# EXERCISES:
[a] In the Windows 10 release post, what is the maximum ligature length on the author's machine?
[b] Continue the Windows 10 release post past its final sentence.

Windows 10 release (was: Re: WORD JOINER vs ZWNBSP)

Marcel Schneider charupdate at
Sun Aug 2 07:26:45 CDT 2015

On 30 Jul 2015 at 20:56, Doug Ewell  wrote:

> Marcel Schneider wrote:

>>> Unfortunately that doesnʼt work on at least one recent version of
>>> Windows. An unambigous bug was due to the presence of 0x2060 in the
>>> Ligatures table. This has cost me a whole workday to retrieve, fix,
>>> and verify.

The bug on Windows I encountered at the end of July has been definitely identified and reconstructed. After ninety-five drivers compiled since the bug appeared, I can tell so much as that the problem is related to the length of the so-called ligatures. When the MSKLC was built, they were limited to four characters on Windows (see glossary in the MSKLC Help). On my machine the maximal length is 16 characters. The problem is that this is not equal on all shift states and perhaps keys. Roughly, I can put five characters on modification number three, that is normally AltGr, but not on #4 (Shift+AltGr). Relating the problem to the presence of 0x2060 was due to a misinterpretation.

[About why five characters: The ellipsis made of three times PERIOD looks often better or seemingly, *and* is a part of all fonts, *and* doesnʼt bug when a server enforces Latin-1 even on the UTF-8 pages it sends itself (see last monthʼs thread “UTF-8 display”). The complete sequence is a braced ellipsis, for more usefulness in a context of quotation. I wanted the braced U+2026 on Ctrl+Alt+Period, and the braced three periods on Shift+Ctrl+Alt+Period. Now itʼs the other way round.]

The following source lines show the sole difference between a bugging driver and a driver that works fine:

{VK_OEM_PERIOD /*T33 B08*/ ,3 ,'[' ,0x2026 ,']' ,NONE ,NONE ,NONE ,NONE ,NONE ,NONE ,NONE ,NONE ,NONE ,NONE ,NONE ,NONE ,NONE }, // 
{VK_OEM_PERIOD /*T33 B08*/ ,4 ,'[' ,'.' ,'.' ,'.' ,']' ,NONE ,NONE ,NONE ,NONE ,NONE ,NONE ,NONE ,NONE ,NONE ,NONE ,NONE }, //

{VK_OEM_PERIOD /*T33 B08*/ ,3 ,'[' ,'.' ,'.' ,'.' ,']' ,NONE ,NONE ,NONE ,NONE ,NONE ,NONE ,NONE ,NONE ,NONE ,NONE ,NONE }, // 
{VK_OEM_PERIOD /*T33 B08*/ ,4 ,'[' ,0x2026 ,']' ,NONE ,NONE ,NONE ,NONE ,NONE ,NONE ,NONE ,NONE ,NONE ,NONE ,NONE ,NONE ,NONE }, //

I was about to catalogize the cases depending on shift states (and possibly key scan codes and so on), but I encountered so many keyboard bugs (Windows keypress added while key not pressed; arrow keys disabled; Backspace disabled; and so on), that I decided not to waste more than the past week on that problem.

BTW, I got really aware that the so-called Windows 7 Starter is not Windows Seven but a sort of relooked Windows Vista. Thatʼs why its version number is 6.1. I think debugging Windows Vista isnʼt worthwile, as today we have Windows 10, which as the ultimate Windows version must have fixed all those bugs. Iʼm hopeful and I expect people will ♥ it.

# DATA RECORDS:
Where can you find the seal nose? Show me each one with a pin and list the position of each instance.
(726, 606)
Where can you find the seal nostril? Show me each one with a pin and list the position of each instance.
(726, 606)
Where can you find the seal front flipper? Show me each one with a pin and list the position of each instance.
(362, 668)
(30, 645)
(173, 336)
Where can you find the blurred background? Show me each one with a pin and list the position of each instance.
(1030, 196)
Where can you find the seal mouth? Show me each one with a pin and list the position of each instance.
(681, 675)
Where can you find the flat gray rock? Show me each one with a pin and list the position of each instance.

# ANSWERS PROVIDED:
[a] 16 characters.

[b]
>>> The effect of the bug was that Word, Excel, Firefox and Zotero were
>>> unstartable.

Only when the faulty driver is the one of the default keyboard when Windows starts up. Otherwise the apps arenʼt blocked, but the buggy keyboard layout is disabled, but on Word, not on the built-in Notepad.

>>> As a result, the WORD JOINER cannot be implemented on a driver based
>>> keyboard layout for general use on Windows. By contrast, the ZWNBSP
>>> can.

Thatʼs complete nonsense, sorry. Both can be implemented in the driver.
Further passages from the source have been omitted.